> [GIVEN REQUEST]
Rewrite only the rows below, starting at the line containing "Category: pink and purple boot" and ending at the last line, with the requests included. Scale every bounding-box coordinate in the answers by 0.9 and round it to a whole number, rounding halves up, but leave the numbers in the requests and their sample boxes unchanged.

> [TASK INPUT]

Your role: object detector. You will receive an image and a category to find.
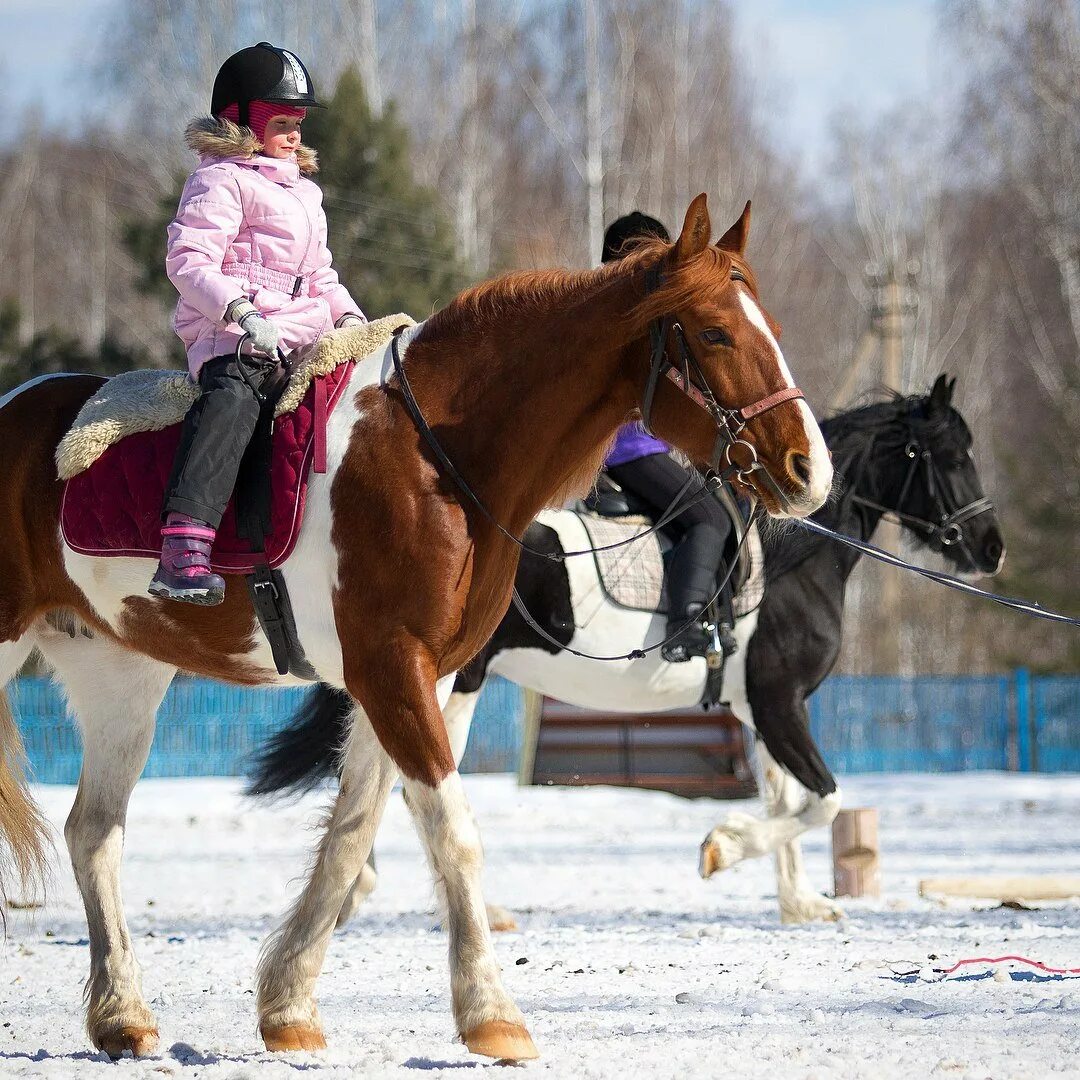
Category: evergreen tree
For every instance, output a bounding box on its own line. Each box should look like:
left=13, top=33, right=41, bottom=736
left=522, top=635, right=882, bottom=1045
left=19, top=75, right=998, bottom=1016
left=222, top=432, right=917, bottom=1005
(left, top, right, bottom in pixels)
left=0, top=300, right=150, bottom=393
left=303, top=68, right=468, bottom=319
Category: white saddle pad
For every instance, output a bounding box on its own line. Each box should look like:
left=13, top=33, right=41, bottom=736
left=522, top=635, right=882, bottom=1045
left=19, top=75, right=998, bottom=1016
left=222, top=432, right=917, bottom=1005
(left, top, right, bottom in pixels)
left=575, top=511, right=765, bottom=619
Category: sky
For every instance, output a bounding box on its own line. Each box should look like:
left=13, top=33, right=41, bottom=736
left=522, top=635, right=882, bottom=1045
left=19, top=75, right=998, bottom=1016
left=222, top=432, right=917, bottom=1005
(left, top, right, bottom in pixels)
left=0, top=0, right=941, bottom=174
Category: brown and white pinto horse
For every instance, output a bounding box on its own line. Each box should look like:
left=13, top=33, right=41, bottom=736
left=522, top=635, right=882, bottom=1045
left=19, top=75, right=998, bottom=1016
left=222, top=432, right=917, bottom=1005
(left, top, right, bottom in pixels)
left=0, top=195, right=832, bottom=1059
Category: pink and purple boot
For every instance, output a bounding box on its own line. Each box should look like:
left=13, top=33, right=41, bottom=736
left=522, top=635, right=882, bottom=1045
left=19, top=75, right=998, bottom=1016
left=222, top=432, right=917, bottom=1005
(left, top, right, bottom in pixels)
left=149, top=513, right=225, bottom=607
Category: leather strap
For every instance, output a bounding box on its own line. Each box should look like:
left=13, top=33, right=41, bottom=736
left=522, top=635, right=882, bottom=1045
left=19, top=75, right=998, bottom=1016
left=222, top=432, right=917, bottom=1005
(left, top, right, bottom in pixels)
left=735, top=387, right=806, bottom=422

> [EXERCISE OUTPUT]
Category: pink and purple boot
For every instance, output a bounding box on its own line. Each box should look like:
left=13, top=33, right=41, bottom=736
left=522, top=635, right=882, bottom=1045
left=19, top=75, right=998, bottom=1016
left=222, top=432, right=917, bottom=1005
(left, top, right, bottom in pixels)
left=134, top=462, right=203, bottom=546
Category: leather strap
For every instance, output a bounding box on its own line. Each box should look like:
left=13, top=33, right=41, bottom=736
left=522, top=635, right=882, bottom=1045
left=19, top=75, right=998, bottom=1016
left=222, top=432, right=917, bottom=1005
(left, top, right, bottom in pixels)
left=662, top=348, right=725, bottom=380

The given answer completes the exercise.